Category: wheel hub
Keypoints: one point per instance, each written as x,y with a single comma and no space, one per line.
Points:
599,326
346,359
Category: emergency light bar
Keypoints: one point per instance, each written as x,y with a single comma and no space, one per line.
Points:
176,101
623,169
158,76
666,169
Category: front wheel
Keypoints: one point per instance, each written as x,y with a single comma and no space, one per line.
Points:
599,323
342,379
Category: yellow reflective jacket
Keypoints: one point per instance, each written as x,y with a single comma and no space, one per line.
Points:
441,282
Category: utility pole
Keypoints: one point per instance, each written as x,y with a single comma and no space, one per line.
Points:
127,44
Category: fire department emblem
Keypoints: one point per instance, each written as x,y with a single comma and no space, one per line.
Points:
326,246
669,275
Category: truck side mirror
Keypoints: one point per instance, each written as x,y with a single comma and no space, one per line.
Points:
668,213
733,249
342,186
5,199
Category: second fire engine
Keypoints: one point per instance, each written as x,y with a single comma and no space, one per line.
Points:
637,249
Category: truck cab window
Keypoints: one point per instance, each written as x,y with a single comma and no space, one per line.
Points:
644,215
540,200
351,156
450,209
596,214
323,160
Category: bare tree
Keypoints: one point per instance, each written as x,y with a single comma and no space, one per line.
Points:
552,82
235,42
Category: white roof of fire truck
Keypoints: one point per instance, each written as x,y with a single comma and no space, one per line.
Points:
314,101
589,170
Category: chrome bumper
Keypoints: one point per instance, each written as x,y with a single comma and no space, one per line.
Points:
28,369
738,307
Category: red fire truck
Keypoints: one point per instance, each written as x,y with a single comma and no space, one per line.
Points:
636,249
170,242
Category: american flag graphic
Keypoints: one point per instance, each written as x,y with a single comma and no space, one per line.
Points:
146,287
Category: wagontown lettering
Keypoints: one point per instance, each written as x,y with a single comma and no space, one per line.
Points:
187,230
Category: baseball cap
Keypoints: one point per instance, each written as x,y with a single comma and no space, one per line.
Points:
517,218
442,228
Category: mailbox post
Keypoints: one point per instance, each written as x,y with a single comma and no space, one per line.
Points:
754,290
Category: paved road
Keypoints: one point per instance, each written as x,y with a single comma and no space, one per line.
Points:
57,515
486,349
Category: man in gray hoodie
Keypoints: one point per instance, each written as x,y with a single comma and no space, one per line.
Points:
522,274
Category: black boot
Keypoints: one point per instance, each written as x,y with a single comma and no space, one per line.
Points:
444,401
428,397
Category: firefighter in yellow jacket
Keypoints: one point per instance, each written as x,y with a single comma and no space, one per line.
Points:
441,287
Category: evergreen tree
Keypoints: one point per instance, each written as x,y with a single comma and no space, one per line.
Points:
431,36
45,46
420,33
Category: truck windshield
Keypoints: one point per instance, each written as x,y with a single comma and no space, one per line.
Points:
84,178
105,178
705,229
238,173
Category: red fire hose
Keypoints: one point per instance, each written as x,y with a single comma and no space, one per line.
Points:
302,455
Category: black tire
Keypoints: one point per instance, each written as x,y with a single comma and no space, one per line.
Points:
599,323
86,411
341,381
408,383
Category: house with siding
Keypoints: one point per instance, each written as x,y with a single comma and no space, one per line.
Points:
* * * * *
• [SET PROBLEM]:
Can you rewrite the material from the line that has "Category: black tire" through the end, with "house with siding" swapped for "house with vinyl siding" and nothing else changed?

• [SOLUTION FOR THIS TASK]:
Category: black tire
Keypoints: one point per instance, each written as x,y with a single comma and no space, one per line.
Points:
599,323
86,411
341,381
408,383
Category: house with vinyl siding
Keypoints: one point per instance, each written as x,y with a single comma and no space, one per line.
Points:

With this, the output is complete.